DIRECTION - Please write out the data below word for word, keeping every line in its original order.

DATASET ROWS -
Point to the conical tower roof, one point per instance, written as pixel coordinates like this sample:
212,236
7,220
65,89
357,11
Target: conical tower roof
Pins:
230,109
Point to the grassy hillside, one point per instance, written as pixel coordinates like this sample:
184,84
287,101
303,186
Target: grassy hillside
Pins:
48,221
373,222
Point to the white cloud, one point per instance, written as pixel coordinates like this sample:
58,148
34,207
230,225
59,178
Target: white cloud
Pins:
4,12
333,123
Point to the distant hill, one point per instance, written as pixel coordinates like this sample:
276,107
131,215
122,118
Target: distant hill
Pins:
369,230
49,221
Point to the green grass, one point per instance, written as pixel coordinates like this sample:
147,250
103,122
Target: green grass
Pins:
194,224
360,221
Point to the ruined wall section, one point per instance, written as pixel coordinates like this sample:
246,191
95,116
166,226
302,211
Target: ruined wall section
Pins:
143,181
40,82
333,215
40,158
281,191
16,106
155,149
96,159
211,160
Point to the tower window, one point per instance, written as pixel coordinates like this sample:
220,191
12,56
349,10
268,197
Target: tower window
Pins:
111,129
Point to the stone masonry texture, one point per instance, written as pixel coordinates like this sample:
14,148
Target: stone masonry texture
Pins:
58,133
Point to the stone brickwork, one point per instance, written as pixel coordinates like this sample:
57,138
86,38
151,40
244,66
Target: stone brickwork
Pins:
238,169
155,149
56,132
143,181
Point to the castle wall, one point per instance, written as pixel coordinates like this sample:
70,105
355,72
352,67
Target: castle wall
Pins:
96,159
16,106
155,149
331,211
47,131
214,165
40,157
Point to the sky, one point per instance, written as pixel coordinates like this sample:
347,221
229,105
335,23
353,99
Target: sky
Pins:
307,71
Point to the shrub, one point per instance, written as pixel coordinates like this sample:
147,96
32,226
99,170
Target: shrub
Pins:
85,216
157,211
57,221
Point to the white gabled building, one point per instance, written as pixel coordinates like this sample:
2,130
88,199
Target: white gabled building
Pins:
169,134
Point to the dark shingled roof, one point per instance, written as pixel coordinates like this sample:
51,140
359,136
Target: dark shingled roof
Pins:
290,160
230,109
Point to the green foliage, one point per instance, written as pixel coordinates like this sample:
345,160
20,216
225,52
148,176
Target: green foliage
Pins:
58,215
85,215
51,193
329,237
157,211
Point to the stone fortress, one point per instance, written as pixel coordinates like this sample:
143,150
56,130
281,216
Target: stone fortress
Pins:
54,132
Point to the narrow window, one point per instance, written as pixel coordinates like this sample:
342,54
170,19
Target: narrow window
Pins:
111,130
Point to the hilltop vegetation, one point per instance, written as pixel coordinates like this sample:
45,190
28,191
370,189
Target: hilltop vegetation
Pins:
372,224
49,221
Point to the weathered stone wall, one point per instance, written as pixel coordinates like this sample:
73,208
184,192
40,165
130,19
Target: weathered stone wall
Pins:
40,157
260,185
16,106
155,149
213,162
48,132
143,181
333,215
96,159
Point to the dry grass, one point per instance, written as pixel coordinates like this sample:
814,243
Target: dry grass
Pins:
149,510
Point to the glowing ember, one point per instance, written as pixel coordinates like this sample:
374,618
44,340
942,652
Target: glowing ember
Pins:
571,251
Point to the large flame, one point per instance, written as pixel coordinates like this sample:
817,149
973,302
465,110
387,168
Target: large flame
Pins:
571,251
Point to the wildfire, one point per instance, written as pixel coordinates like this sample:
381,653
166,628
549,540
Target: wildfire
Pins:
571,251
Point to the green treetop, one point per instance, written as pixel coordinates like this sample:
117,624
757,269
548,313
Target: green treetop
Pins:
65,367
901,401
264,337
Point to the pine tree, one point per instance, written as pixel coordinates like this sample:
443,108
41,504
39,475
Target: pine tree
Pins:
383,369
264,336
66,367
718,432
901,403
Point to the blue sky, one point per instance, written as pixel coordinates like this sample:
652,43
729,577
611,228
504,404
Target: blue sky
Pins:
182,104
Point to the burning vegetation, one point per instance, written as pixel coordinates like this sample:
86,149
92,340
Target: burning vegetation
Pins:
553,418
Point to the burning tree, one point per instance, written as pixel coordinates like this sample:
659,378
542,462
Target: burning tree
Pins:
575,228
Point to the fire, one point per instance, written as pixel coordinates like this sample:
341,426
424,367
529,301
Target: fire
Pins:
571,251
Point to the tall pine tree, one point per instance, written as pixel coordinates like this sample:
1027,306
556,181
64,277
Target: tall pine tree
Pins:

THE ANSWER -
Point to the conical tower roof, one point per instance, written as pixel coordinates like this sample:
212,236
7,220
65,89
357,11
Target: conical tower roof
Pins:
230,109
Point to the grassy hillside, one point per instance, written as pixel coordinates like this sample:
184,84
287,101
303,186
Target: grassy hillside
Pins:
48,221
373,222
Point to the white cloud, one point per instance, written as pixel coordinates like this sample:
58,148
34,207
230,225
59,178
Target: white cloud
Pins:
4,12
333,123
Point to the distant hill, one point per instance, written as pixel coordinates like this sample:
276,107
131,215
122,118
Target: distant hill
Pins:
369,230
49,221
Point to the green grass, one point per instance, written as pixel coordinates like this sample:
147,250
103,122
Target: green grass
Pins:
194,224
360,221
Point to the ruined wall section, one point per instance, written as pixel coordinates like this sample:
246,191
95,116
166,226
302,211
Target: ruined wall section
Pins:
143,181
40,82
333,215
40,158
281,191
16,106
155,149
96,159
211,160
Point to the tower window, one point per instance, written as pixel coordinates like this sample:
220,191
12,56
349,10
268,197
Target: tower window
Pins:
111,129
Point to the stone masonry texture, one point per instance, written as pixel coordinates like this sample:
14,148
Target: stone masonry texture
Pins:
58,133
Point to the stone brickwork, one point per instance, written as pixel coordinates like this sample:
57,138
86,38
151,40
244,66
Target: stone brickwork
Pins:
238,169
155,149
56,132
143,181
Point to the castle wall, one point per instance, written as pixel coordinates like this sample:
70,105
355,72
352,67
Target: castle wall
Pins:
96,159
16,106
155,149
331,211
47,131
214,165
40,157
Point to the sky, one point per instance, written as pixel coordinates like this sample:
347,221
229,105
335,23
353,99
Target: sky
Pins:
307,71
Point to the shrub, one point per instance, written as pixel coordinates like this sample:
147,96
32,226
99,170
Target: shrub
Pins:
85,216
157,211
57,221
Point to the white gabled building, one point per instance, written as pixel coordinates like this sample:
2,130
88,199
Target: white gabled building
Pins:
169,134
Point to the dark shingled roof, one point per instance, written as pixel coordinates like this sample:
51,140
359,136
Target: dark shingled roof
Pins:
290,160
230,109
Point to the green foliage, one point per instance, written as pixel coordinates like this sample:
345,160
20,216
225,52
148,176
Target: green foliage
Pins:
58,215
85,215
51,193
329,237
157,211
Point to the stone fortress, one point per instance, written as pixel coordinates like this sample:
143,150
56,130
281,216
Target: stone fortress
Pins:
54,132
Point to the narrow window, one point per instance, written as pixel coordinates like this sample:
342,54
170,19
Target: narrow window
Pins:
111,130
Point to the hilltop vegetation, one point per instance, written as pixel coordinates like this sample:
45,190
28,191
370,189
Target: hilltop vegetation
Pins:
372,224
49,221
Point to the weathered stone wall, one point per instance, written as pixel coordinates like this sample:
73,208
184,192
40,165
130,19
Target: weathered stone wall
Pins:
40,157
260,185
16,106
155,149
213,162
48,132
143,181
333,215
96,159
Point to the dry grass, one point per instance, written as pixel coordinates like this sample:
814,243
Target: dry grass
Pins:
149,510
Point to the glowing ember, one point per instance, written as pixel coordinates like this sample:
374,618
44,340
942,652
Target: glowing ember
Pins:
571,251
Point to the large flame, one point per instance, written as pixel coordinates like this sample:
817,149
973,302
465,110
387,168
Target: large flame
Pins:
571,251
Point to the wildfire, one point per instance, written as pixel coordinates like this sample:
381,653
166,628
549,540
Target: wildfire
Pins:
571,251
Point to the green treetop, one point per instance, written as pixel coordinates like this sample:
117,624
757,269
548,313
Target: green treetop
Pins:
65,367
901,401
264,337
Point to the pine tree, one point per instance, written as pixel coordinates like this sample:
443,108
41,504
39,475
Target: pine tree
Pins:
383,369
264,336
66,367
718,432
901,403
Point to the blue sky, one point per instance, written as pixel coordinates like this sample:
652,43
729,577
611,228
504,404
Target: blue sky
Pins:
182,104
Point to the burning vegetation, one point per instance, written as pixel coordinates like this sample:
86,149
92,340
Target: burning vegetation
Pins:
553,418
Point to the burning tree, one point per instance, written as pixel coordinates like this sample:
659,378
542,462
Target: burning tree
Pins:
575,228
Point to the fire, one point per instance, written as pixel coordinates like this sample:
341,426
424,367
529,301
Target: fire
Pins:
571,251
Point to the tall pine tree, one point per instance, written as pixel coordinates like this sample:
1027,306
556,181
64,277
Target: tall pine tree
Pins:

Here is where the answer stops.